Where the string "window" occurs in a line of the data below, that line should be copied.

#### [Records to use]
━━━━

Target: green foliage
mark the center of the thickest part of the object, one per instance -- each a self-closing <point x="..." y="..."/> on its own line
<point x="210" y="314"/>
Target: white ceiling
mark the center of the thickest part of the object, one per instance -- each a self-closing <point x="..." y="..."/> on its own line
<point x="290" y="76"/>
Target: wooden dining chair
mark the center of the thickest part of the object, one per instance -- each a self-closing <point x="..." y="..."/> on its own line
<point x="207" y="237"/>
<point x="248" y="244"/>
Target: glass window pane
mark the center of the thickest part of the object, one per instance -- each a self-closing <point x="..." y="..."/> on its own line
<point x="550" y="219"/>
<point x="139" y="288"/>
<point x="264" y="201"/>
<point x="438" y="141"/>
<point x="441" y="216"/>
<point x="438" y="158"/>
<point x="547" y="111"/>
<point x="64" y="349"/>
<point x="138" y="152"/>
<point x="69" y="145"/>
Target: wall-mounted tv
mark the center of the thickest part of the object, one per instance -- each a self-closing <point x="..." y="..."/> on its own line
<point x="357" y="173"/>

━━━━

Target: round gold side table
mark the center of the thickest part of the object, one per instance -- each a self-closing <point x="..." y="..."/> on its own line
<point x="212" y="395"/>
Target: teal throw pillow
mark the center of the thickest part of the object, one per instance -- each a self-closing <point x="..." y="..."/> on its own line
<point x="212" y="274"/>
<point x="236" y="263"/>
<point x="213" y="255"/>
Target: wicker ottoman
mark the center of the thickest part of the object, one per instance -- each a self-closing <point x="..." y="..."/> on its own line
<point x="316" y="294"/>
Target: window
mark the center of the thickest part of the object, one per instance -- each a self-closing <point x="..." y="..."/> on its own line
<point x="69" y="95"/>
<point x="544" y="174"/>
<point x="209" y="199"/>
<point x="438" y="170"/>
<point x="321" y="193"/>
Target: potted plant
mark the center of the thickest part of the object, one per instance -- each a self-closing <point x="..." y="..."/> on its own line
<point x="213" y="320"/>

━━━━

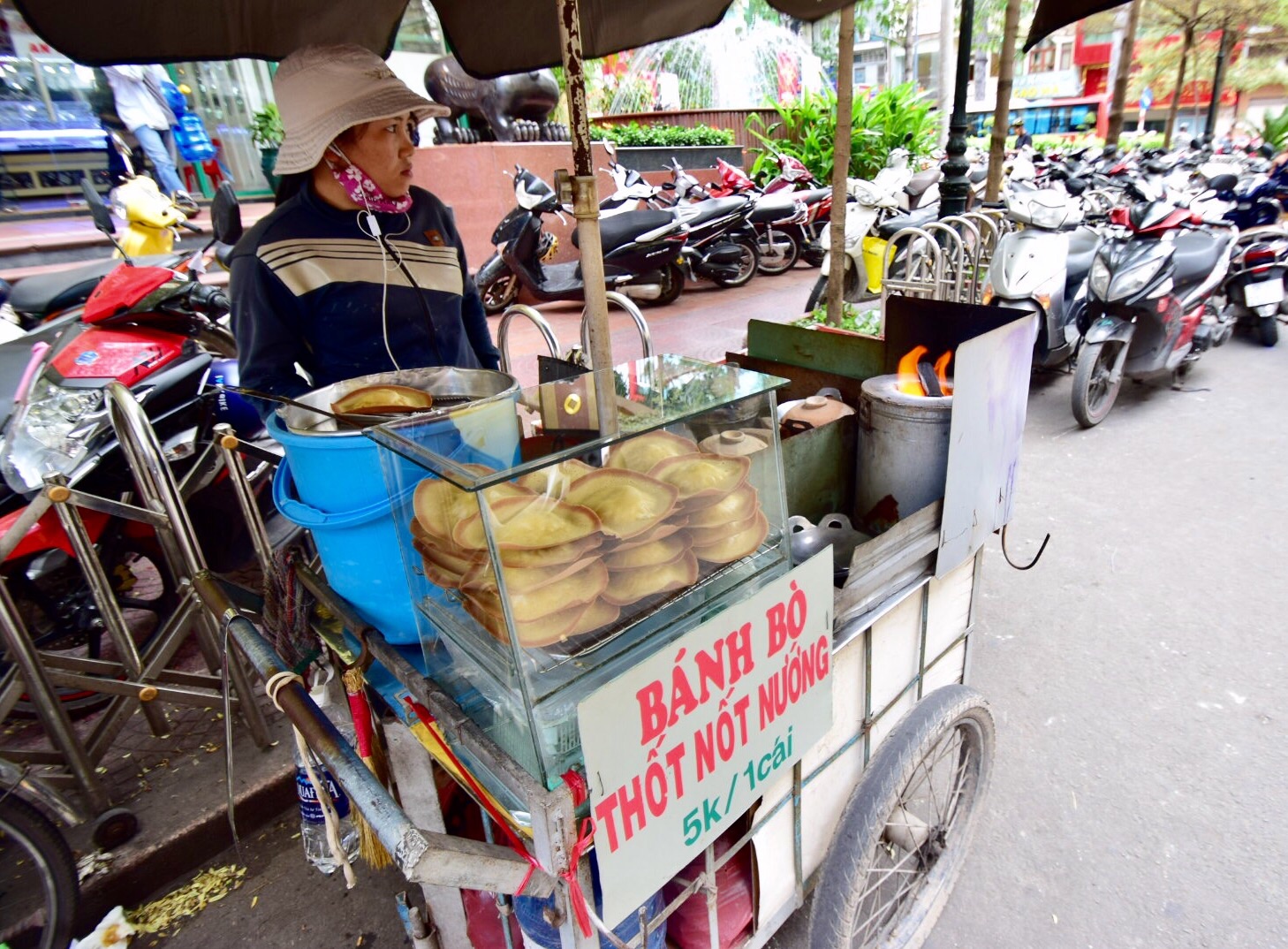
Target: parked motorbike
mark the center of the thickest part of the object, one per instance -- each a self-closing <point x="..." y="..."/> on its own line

━━━━

#### [Output for this exercise]
Target: glass window pane
Target: window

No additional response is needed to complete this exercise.